# WHAT THE TASK ASKS:
Some lines of these records may hold the word "dark"; state how many, using only the number.

******************************

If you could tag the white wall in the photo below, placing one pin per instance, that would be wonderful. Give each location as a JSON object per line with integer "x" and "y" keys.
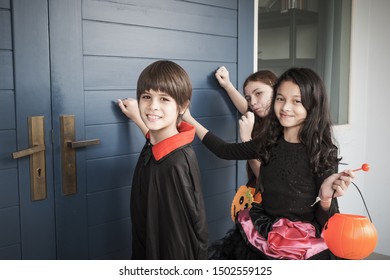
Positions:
{"x": 365, "y": 138}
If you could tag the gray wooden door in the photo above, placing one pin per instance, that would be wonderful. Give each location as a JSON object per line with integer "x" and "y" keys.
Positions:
{"x": 76, "y": 58}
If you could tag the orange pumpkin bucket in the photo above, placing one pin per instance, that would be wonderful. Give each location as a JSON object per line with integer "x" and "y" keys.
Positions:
{"x": 350, "y": 236}
{"x": 243, "y": 199}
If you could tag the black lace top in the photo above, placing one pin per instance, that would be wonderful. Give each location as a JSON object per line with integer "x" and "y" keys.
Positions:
{"x": 288, "y": 186}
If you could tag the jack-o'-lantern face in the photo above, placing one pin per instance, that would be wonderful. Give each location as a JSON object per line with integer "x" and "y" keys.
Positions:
{"x": 243, "y": 200}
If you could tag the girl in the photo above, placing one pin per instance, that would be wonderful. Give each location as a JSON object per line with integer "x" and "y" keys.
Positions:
{"x": 298, "y": 180}
{"x": 167, "y": 208}
{"x": 257, "y": 98}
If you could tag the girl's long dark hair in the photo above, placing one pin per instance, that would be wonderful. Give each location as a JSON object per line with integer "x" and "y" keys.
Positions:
{"x": 315, "y": 132}
{"x": 269, "y": 78}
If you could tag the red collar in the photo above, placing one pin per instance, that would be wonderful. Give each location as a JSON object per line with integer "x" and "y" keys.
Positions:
{"x": 185, "y": 136}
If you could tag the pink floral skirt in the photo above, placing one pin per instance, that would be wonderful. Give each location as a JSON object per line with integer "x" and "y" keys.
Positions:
{"x": 287, "y": 239}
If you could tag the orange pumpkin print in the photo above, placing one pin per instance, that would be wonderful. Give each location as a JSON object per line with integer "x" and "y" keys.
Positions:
{"x": 243, "y": 199}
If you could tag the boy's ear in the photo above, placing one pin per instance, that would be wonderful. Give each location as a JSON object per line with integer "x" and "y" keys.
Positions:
{"x": 184, "y": 108}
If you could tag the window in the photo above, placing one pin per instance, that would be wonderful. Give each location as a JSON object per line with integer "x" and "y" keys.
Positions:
{"x": 313, "y": 34}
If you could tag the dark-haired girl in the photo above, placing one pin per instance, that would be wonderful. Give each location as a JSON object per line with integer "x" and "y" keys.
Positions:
{"x": 298, "y": 178}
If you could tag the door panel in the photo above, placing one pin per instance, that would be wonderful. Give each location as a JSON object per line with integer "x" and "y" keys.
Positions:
{"x": 33, "y": 98}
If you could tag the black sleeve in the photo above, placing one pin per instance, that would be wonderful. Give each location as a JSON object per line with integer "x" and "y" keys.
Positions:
{"x": 231, "y": 151}
{"x": 322, "y": 215}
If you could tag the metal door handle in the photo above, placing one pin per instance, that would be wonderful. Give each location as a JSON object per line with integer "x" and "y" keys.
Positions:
{"x": 28, "y": 152}
{"x": 37, "y": 157}
{"x": 68, "y": 153}
{"x": 82, "y": 144}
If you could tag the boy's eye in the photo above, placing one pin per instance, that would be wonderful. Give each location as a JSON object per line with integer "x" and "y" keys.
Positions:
{"x": 258, "y": 93}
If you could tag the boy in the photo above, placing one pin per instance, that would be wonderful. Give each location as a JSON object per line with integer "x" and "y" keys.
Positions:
{"x": 167, "y": 207}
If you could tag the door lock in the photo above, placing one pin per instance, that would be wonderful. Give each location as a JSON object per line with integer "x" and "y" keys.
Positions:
{"x": 37, "y": 157}
{"x": 68, "y": 153}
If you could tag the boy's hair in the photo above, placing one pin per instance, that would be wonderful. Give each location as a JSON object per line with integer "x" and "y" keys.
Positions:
{"x": 168, "y": 77}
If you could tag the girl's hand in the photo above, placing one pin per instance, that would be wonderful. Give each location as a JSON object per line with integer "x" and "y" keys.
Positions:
{"x": 222, "y": 75}
{"x": 129, "y": 107}
{"x": 246, "y": 124}
{"x": 337, "y": 183}
{"x": 187, "y": 117}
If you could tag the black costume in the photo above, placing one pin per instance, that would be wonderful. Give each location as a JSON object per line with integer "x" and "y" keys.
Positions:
{"x": 167, "y": 207}
{"x": 288, "y": 189}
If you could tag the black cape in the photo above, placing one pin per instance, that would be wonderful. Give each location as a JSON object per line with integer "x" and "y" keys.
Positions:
{"x": 167, "y": 207}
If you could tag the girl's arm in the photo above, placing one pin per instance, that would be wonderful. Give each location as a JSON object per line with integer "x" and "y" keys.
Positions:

******************************

# SOLUTION TO THIS TASK:
2